■ **Passage given**

· · · ·

Contextily 1: Intro

Overview:

  1. Read in the NYS Mesonet sites table with GeoPandas

  2. Plot the NYS Mesonet sites on a map

  3. Use the contextily package to overlay an image as a basemap, served via a remote tile server

Prerequisites

Concepts

Importance

Notes

(Geo)Pandas

Necessary

Cartopy

Necessary

  • Time to learn: 10 minutes


Imports

import cartopy.crs as ccrs
import cartopy.feature as cfeature
import geopandas as gp
import pandas as pd
from metpy.plots import USCOUNTIES
import contextily as ctx
import matplotlib.pyplot as plt
/tmp/ipykernel_4162219/2612810371.py:3: DeprecationWarning: Shapely 2.0 is installed, but because PyGEOS is also installed, GeoPandas still uses PyGEOS by default. However, starting with version 0.14, the default will switch to Shapely. To force to use Shapely 2.0 now, you can either uninstall PyGEOS or set the environment variable USE_PYGEOS=0. You can do this before starting the Python process, or in your code before importing geopandas:

import os
os.environ['USE_PYGEOS'] = '0'
import geopandas

In the next release, GeoPandas will switch to using Shapely by default, even if PyGEOS is installed. If you only have PyGEOS installed to get speed-ups, this switch should be smooth. However, if you are using PyGEOS directly (calling PyGEOS functions on geometries from GeoPandas), this will then stop working and you are encouraged to migrate from PyGEOS to Shapely 2.0 (https://shapely.readthedocs.io/en/latest/migration_pygeos.html).

· · · ·

Object point labels
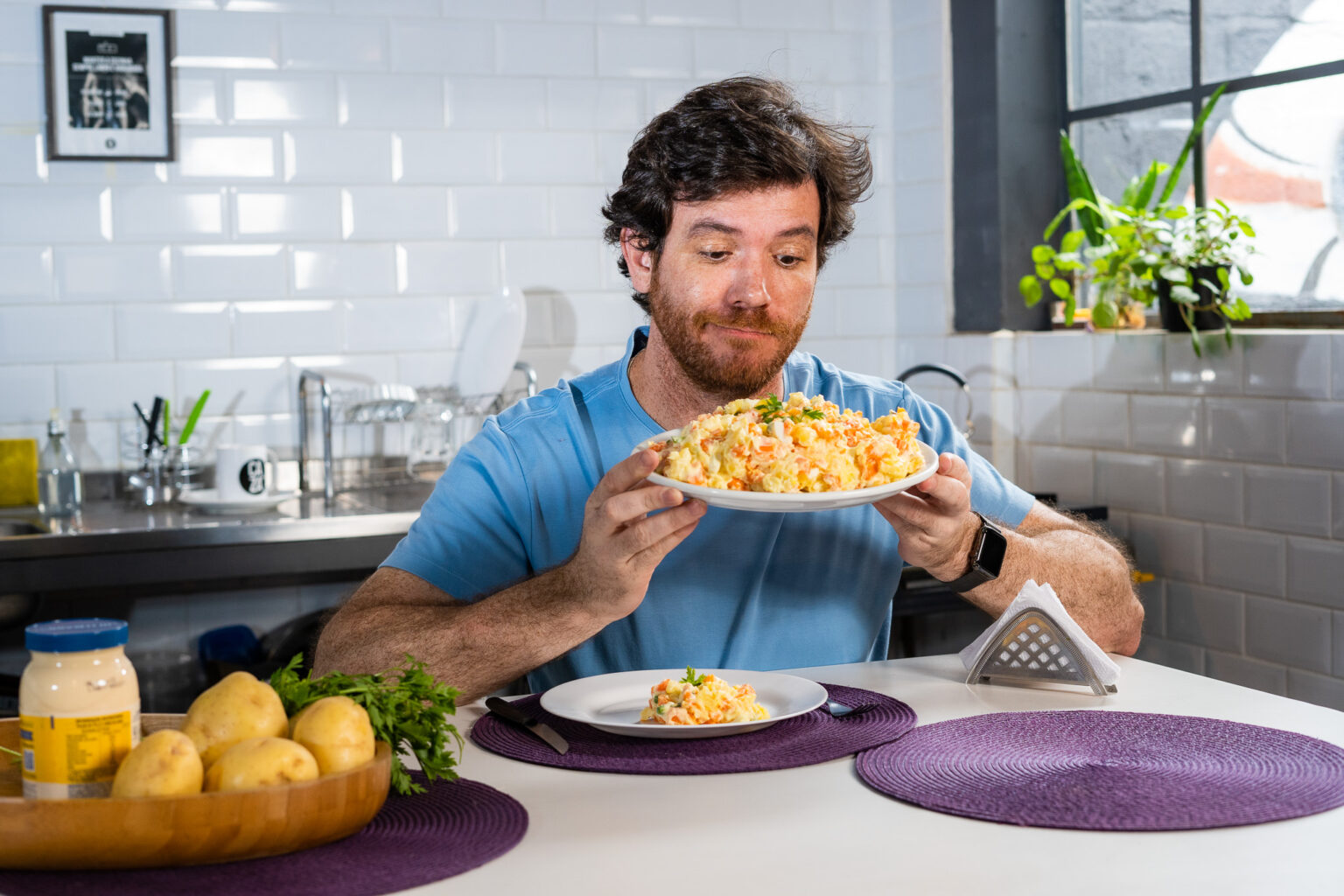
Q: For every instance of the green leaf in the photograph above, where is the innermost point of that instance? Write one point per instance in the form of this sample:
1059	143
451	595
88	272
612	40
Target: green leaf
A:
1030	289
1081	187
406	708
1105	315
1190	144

· · · ·

■ **Given instruction**
In the contextily tutorial, condense the paragraph that begins "In the next release" into a short bulleted list that keeps its main facts.

■ **Finished task**
- In the next release, GeoPandas will use Shapely by default, even when PyGEOS is installed.
- If PyGEOS is installed only for speed-ups, the switch should be smooth.
- Code that calls PyGEOS functions directly on GeoPandas geometries will stop working.
- Such users are encouraged to migrate from PyGEOS to Shapely 2.0 (https://shapely.readthedocs.io/en/latest/migration_pygeos.html).